[What you have to do] Write out, word for word, every line from the one containing "the red stadium" through the final line of the records.

[Image-grounded pointing data]
--- START ---

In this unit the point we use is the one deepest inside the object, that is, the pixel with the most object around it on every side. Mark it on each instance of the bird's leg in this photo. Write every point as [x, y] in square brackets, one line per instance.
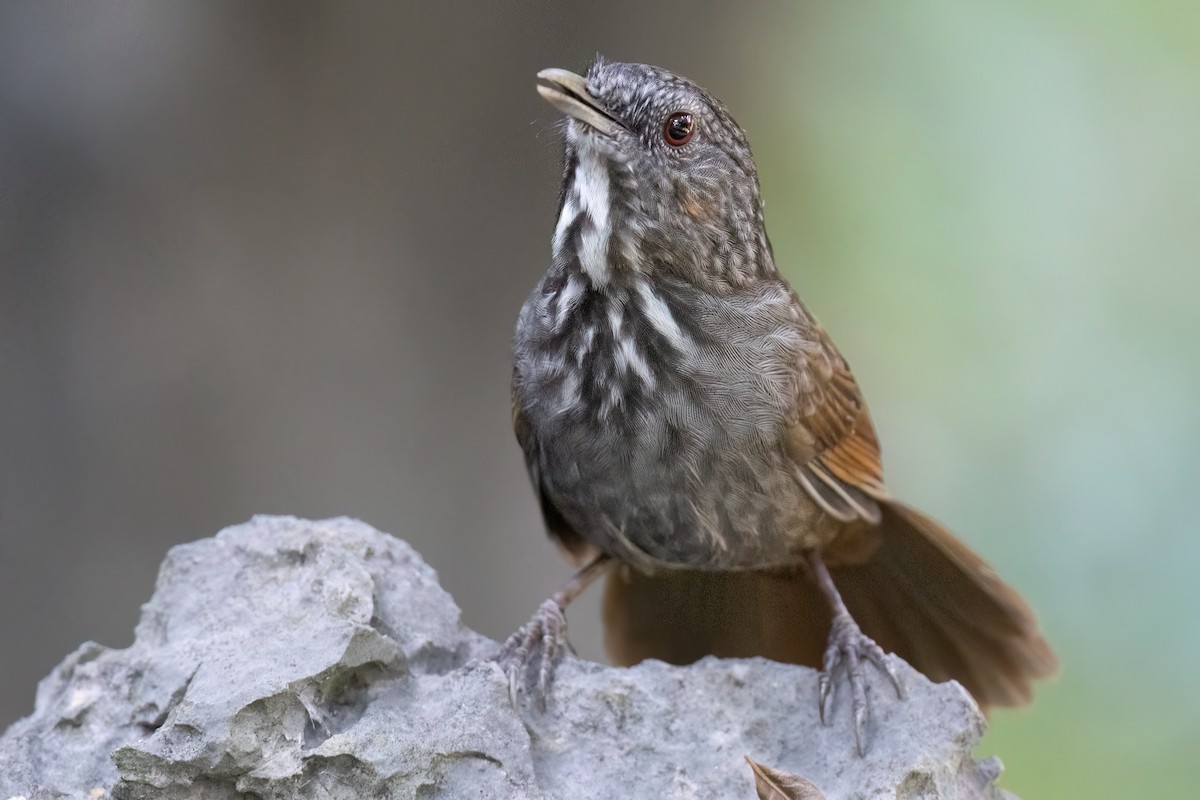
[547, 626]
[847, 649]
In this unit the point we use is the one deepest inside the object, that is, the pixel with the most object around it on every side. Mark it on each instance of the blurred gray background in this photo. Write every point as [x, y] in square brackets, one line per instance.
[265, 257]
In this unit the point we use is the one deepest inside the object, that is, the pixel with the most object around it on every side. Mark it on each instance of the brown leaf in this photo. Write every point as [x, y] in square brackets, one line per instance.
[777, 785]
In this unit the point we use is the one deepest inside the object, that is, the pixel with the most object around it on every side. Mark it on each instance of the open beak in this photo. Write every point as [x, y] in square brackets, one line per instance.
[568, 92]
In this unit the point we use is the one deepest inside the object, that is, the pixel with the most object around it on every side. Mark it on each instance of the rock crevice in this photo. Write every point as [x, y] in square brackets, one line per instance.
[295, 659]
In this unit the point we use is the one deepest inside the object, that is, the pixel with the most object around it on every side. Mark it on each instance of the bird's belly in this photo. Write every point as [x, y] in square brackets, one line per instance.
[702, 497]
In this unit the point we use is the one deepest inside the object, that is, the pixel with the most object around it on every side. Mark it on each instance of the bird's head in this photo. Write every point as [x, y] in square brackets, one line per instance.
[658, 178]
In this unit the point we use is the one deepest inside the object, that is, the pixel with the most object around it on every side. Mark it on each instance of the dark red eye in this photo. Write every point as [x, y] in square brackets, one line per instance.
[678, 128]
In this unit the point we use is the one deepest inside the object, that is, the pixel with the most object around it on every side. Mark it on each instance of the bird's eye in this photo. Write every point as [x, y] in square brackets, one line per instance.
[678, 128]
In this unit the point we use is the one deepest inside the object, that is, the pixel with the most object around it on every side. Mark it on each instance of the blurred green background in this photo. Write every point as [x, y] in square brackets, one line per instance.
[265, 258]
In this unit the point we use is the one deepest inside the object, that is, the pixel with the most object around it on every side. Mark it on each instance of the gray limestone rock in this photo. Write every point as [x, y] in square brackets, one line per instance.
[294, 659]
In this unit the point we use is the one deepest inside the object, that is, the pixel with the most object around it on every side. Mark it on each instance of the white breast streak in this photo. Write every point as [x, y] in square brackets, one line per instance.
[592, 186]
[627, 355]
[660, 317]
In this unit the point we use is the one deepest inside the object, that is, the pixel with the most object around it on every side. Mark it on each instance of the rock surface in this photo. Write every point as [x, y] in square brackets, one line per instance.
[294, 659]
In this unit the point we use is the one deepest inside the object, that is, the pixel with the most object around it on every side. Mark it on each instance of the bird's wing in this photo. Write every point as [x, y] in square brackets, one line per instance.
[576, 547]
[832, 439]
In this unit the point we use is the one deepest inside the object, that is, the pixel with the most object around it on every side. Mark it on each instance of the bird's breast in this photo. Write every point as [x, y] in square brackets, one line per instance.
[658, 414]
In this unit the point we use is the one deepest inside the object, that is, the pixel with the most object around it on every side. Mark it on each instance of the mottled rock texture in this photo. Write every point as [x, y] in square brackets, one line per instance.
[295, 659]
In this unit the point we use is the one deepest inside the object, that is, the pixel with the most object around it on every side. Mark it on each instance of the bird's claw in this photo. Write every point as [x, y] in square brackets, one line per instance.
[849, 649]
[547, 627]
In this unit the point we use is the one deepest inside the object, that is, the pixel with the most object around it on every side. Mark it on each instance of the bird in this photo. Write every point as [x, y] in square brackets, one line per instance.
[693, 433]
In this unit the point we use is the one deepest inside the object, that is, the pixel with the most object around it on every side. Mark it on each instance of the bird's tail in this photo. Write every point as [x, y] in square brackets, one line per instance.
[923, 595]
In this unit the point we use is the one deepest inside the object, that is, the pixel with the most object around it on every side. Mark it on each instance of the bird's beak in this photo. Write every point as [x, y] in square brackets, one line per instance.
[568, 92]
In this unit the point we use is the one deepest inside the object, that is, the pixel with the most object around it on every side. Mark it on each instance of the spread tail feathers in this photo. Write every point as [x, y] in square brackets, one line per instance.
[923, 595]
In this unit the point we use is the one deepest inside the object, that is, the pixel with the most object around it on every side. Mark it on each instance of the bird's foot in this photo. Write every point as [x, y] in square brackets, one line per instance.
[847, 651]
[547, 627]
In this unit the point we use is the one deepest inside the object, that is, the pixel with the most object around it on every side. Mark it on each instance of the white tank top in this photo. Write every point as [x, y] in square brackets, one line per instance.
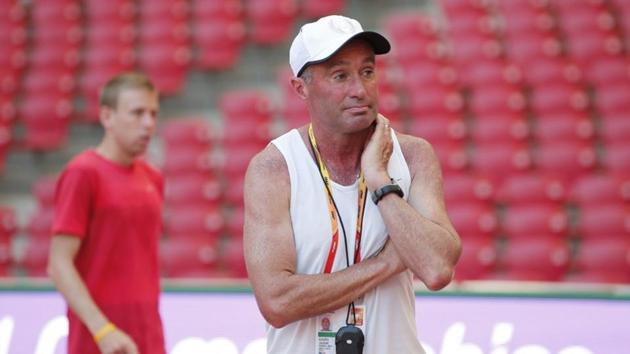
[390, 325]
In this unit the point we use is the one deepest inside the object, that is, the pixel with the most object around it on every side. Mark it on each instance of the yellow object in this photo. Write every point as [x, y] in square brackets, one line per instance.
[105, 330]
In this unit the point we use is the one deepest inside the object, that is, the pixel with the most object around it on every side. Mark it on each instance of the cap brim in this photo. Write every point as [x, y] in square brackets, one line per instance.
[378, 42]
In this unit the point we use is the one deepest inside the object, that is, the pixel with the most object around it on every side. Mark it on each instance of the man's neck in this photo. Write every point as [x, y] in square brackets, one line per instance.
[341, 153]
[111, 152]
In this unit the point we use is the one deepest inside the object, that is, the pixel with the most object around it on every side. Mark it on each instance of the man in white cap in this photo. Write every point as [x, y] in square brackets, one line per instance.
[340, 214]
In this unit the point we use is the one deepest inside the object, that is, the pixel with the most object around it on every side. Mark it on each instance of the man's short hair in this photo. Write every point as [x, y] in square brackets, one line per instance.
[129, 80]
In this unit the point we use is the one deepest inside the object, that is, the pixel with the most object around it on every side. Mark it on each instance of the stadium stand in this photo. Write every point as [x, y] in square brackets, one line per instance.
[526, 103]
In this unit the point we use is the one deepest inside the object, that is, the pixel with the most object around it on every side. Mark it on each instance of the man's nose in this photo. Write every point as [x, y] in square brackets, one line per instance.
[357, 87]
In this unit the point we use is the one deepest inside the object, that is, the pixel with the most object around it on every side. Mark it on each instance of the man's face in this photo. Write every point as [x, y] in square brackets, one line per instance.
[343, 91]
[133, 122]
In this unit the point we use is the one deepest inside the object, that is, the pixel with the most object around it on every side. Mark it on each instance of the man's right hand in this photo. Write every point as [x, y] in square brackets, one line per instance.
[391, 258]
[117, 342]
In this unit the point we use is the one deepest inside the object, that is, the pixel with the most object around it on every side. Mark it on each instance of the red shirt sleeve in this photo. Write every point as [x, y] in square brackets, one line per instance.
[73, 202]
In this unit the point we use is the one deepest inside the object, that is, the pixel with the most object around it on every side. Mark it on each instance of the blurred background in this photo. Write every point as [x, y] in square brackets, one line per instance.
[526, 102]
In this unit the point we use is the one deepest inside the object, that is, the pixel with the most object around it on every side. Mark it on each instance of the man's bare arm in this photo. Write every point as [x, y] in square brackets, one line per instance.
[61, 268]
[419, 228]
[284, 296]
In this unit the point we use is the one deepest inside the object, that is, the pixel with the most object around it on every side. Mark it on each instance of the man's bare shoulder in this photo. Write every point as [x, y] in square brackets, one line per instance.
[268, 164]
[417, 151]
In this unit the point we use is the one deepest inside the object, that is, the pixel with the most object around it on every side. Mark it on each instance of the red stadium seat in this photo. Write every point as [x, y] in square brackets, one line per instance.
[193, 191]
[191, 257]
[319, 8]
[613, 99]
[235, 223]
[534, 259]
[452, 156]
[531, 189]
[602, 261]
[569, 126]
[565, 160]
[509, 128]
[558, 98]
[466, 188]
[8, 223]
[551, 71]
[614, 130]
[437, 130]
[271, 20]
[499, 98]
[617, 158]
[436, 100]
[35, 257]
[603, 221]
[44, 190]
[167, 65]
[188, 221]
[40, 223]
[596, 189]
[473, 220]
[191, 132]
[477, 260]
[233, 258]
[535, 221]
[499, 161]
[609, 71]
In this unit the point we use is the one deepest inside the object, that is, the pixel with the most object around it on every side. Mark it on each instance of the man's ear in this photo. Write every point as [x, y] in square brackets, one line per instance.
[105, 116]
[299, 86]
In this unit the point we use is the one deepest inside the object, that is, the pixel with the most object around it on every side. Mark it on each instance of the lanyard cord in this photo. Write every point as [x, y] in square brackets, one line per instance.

--- END ---

[Output for this task]
In this unit the point we use is the one deepest inside the object, that is, the pixel with the most object around it on every side. Mark it on each instance of the red stadium seat in this photo. Write every point as [x, y] in square brackets, one line per instance.
[193, 191]
[191, 257]
[319, 8]
[613, 99]
[235, 223]
[534, 259]
[452, 156]
[531, 189]
[602, 261]
[569, 126]
[565, 160]
[509, 128]
[558, 98]
[466, 188]
[8, 223]
[551, 71]
[614, 130]
[437, 130]
[271, 20]
[499, 98]
[617, 158]
[436, 100]
[35, 257]
[603, 221]
[44, 190]
[167, 65]
[188, 221]
[40, 223]
[596, 189]
[473, 220]
[191, 132]
[477, 260]
[233, 258]
[535, 221]
[499, 161]
[609, 71]
In this unit the point we use is the one deepest inside the object, that is, the pixel with the most object around it on every side. Mark it on each instance of the man's ear in this photo. Write every point as [x, y] in square brackets, one line per instance.
[105, 116]
[299, 86]
In this unit the point we use is the one deepest inside the object, that is, the pixel with the most object around it on every side. Mark it on each instance of the lanyard cord in this photo. Write every point as [x, y] in square brackets, one line per instance.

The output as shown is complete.